**** ENTRIES SHOWN
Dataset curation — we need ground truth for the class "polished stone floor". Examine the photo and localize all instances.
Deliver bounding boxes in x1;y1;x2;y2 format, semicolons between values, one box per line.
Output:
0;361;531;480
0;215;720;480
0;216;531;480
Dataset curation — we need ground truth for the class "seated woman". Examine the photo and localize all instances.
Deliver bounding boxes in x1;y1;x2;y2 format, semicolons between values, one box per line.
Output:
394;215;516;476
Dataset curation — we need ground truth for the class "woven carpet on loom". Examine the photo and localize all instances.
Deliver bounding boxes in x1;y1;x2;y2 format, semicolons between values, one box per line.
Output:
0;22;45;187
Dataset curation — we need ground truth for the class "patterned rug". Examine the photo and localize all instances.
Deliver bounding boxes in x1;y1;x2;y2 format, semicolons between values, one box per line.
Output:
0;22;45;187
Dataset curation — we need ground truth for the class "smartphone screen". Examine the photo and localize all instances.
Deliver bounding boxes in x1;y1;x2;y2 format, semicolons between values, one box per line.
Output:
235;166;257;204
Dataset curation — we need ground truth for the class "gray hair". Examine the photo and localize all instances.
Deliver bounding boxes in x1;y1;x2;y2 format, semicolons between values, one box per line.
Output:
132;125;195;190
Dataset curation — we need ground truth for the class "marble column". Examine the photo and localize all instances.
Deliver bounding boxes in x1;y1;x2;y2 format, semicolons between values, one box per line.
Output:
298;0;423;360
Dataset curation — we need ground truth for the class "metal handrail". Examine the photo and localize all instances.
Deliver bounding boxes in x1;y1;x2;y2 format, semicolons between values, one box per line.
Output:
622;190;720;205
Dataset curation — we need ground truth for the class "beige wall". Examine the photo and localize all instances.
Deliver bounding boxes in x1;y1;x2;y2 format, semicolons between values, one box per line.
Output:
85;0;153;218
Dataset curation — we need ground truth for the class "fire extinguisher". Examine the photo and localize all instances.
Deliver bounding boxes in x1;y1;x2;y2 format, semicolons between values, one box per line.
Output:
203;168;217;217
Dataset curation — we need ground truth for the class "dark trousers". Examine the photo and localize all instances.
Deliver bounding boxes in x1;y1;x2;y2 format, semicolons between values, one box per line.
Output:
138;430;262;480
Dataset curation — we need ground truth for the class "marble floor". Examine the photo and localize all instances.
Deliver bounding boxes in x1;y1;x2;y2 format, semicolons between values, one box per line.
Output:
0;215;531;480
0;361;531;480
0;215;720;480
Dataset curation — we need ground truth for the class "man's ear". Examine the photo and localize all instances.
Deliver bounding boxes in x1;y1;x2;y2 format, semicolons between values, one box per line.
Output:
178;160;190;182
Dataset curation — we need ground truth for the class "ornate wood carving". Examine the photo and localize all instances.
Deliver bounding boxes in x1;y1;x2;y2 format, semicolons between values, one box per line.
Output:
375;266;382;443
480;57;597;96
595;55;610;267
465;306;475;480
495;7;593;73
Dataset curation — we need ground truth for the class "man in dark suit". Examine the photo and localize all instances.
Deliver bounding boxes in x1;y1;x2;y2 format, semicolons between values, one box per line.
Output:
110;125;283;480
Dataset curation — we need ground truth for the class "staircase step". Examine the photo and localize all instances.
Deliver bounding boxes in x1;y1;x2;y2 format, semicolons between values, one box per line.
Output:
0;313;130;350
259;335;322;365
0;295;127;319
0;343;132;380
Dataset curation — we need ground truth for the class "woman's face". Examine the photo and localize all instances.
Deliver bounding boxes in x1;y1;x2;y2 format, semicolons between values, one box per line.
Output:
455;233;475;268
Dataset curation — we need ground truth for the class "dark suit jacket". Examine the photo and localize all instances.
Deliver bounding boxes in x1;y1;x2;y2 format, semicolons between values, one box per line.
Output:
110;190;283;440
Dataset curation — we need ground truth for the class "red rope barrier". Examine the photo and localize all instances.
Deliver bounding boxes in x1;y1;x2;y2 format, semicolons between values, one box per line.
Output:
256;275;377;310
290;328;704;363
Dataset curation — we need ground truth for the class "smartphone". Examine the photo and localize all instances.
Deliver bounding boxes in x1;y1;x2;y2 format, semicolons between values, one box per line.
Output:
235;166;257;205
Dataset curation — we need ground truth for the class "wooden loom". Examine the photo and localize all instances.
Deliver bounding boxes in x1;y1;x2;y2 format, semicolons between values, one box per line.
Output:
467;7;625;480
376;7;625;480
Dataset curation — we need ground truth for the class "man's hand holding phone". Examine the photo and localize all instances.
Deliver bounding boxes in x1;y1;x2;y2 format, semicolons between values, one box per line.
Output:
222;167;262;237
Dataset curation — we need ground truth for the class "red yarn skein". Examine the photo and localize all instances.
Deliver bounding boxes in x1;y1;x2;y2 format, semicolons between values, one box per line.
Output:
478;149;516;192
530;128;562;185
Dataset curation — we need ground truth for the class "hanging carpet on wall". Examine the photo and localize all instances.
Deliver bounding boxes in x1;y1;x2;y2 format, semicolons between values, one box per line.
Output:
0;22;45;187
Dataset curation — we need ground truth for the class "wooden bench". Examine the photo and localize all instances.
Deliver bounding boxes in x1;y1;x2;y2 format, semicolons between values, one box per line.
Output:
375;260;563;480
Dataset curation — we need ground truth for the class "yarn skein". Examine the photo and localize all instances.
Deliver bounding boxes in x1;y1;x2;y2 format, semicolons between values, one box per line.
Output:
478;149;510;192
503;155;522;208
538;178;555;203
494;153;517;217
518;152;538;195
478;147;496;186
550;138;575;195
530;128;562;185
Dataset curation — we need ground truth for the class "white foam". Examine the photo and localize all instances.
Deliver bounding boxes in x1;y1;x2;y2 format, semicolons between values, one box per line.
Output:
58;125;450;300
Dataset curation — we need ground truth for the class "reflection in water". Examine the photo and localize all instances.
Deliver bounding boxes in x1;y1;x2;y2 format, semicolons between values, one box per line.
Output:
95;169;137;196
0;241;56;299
********
Can you copy all the rows above character for character, in the same order and with every line unchanged?

Dataset curation — we need ground truth for the class "polished stone floor". Examine the photo and localize all instances.
Deliver bounding boxes in x1;y1;x2;y2 format, semicolons between values, one box per line.
Output:
0;361;531;480
0;215;720;480
0;216;531;480
Dataset curation — we need ground truth for the class "seated woman". Examine the photo and localize all instances.
Deliver bounding boxes in x1;y1;x2;y2 format, semicolons between values, one box per line.
Output:
394;215;516;476
Dataset curation — we need ground truth for the class "woven carpet on loom". Examine the photo and localize all instances.
Deliver bounding boxes in x1;y1;x2;y2 format, semicolons between values, one box per line.
Output:
0;22;45;187
Dataset curation — we need ground truth for the class "patterned rug". Examine the photo and localize all instances.
Deliver bounding boxes in x1;y1;x2;y2 format, semicolons between values, one box per line.
Output:
0;22;45;187
Dataset curation — we need ground truth for the class "smartphone screen". Examine the photo and localize all instances.
Deliver bounding boxes in x1;y1;x2;y2 format, semicolons between values, one box per line.
Output:
235;166;257;204
Dataset curation — we need ground truth for the class "gray hair". Examine the photo and localize all instances.
Deliver bounding boxes in x1;y1;x2;y2 format, semicolons between values, one box per line.
Output:
132;125;195;190
Dataset curation — we need ground truth for the class "marble column". Examine the photo and localize all instances.
Deliver bounding boxes in x1;y1;x2;y2 format, semicolons between values, one box per line.
Output:
298;0;423;360
Dataset curation — we need ground truth for the class "metal handrail". Examine the photo and localize all instances.
Deliver bounding boxes in x1;y1;x2;y2 format, semicolons between values, one box per line.
Output:
622;190;720;205
Dataset curation — we need ground truth for the class "beige wall". Examine the photo and localize all instances.
Deliver bounding boxes in x1;y1;x2;y2 format, semicolons between values, one box per line.
Output:
85;0;153;218
Dataset curation — we need ground truth for the class "fire extinguisher". Examine the photo and localize all instances.
Deliver bounding boxes in x1;y1;x2;y2 format, semicolons between values, one box per line.
Output:
203;168;217;217
Dataset curation — we need ground truth for the class "dark trousers". Examine the photo and localize all instances.
Deliver bounding boxes in x1;y1;x2;y2 format, semicolons between values, one box per line.
Output:
138;430;262;480
Dataset curation — we need ground truth for the class "marble floor". Examine the photo and localize all instances.
Deliver bounding boxes in x1;y1;x2;y2 format, semicolons between values, one box per line.
Output:
0;215;531;480
0;361;531;480
0;215;720;480
Dataset curation — we need ground truth for the class "man's ear". Examine the photo and localize all instances.
Deliver bounding boxes in x1;y1;x2;y2 format, semicolons between values, one box per line.
Output:
178;160;190;182
Dataset curation — we need ground truth for the class "ornate wood carving". Examine the photo and localize all instances.
Deliver bounding boxes in x1;y1;x2;y2 format, semicolons between values, one box per line.
Output:
375;266;382;443
480;57;597;96
595;55;610;267
465;306;475;480
495;7;593;73
Dataset curation — we need ground truth for the class "man in dark suit". Examine the photo and localize all instances.
Deliver bounding boxes in x1;y1;x2;y2 format, semicolons between values, one box per line.
Output:
110;125;283;480
Dataset curation — we need ground truth for the class "staircase step". Examine the photo and localize all instances.
Deliver bounding boxes in x1;y1;x2;y2 format, semicolons between values, one box per line.
Output:
0;313;130;350
259;335;322;365
0;295;127;319
0;343;132;380
Dataset curation — we need ground truth for the class "woman's face". Examine the photo and localize all instances.
Deliver bounding boxes in x1;y1;x2;y2 format, semicolons between values, one box per line.
Output:
455;233;475;268
Dataset curation — we need ground truth for the class "dark suit jacket". Examine the photo and localize all instances.
Deliver bounding boxes in x1;y1;x2;y2 format, semicolons between values, one box per line.
Output:
110;190;283;440
Dataset curation — we need ground truth for the class "red rope barrier". Examine the photo and localize all instances.
Deliver bounding boxes in x1;y1;x2;y2 format, semicolons between values, one box per line.
Output:
256;275;377;310
290;328;704;363
Dataset curation — we need ground truth for the class "smartphone". Examine the photo and localize all instances.
Deliver bounding boxes in x1;y1;x2;y2 format, semicolons between values, one box per line.
Output:
235;166;257;205
Dataset curation — we need ground truth for the class "wooden loom". Examine the photo and localize all instances.
Deliver bounding boxes in x1;y1;x2;y2 format, semicolons between values, one box per line.
Output:
467;7;625;480
376;7;625;480
Dataset curation — we need ground truth for the class "man's hand holding phone". Examine the photo and localize all instances.
Deliver bounding boxes in x1;y1;x2;y2 format, semicolons between values, one box per line.
Output:
222;167;262;237
Dataset curation — we need ground truth for the class "red yarn skein". Examine the photo and localize all instances.
Deliver bounding boxes in x1;y1;x2;y2 format, semicolons between values, one box per line.
Output:
478;149;516;192
530;128;562;185
Dataset curation — we need ground truth for the class "hanging carpet on wall". Examine the photo and localize all instances.
Deliver bounding boxes in x1;y1;x2;y2 format, semicolons between values, one box per line.
Output:
0;22;45;187
Dataset curation — we need ground truth for the class "wooden bench". Examine the photo and localize all instances.
Deliver bounding boxes in x1;y1;x2;y2 format, semicolons between values, one box per line.
Output:
375;260;563;480
Dataset curation — we need ground truth for the class "yarn skein". Examine the photo and localize all instances.
Deliver bounding boxes in x1;y1;x2;y2 format, semicolons between values, one box per line.
Output:
478;149;510;192
503;155;522;208
538;178;555;203
494;153;517;217
518;152;538;195
478;147;496;186
550;138;575;195
530;128;562;185
Dataset curation — we need ground truth for the class "white foam". Examine the photo and localize all instances.
Deliver bounding boxes in x1;y1;x2;y2 format, semicolons between values, one box per line.
Output:
58;125;450;300
Dataset curation — we need ground truth for the class "reflection in water". Examine the photo and localize all instances.
Deliver bounding boxes in x1;y1;x2;y2 format, semicolons between values, one box per line.
Output:
95;169;137;196
0;241;56;299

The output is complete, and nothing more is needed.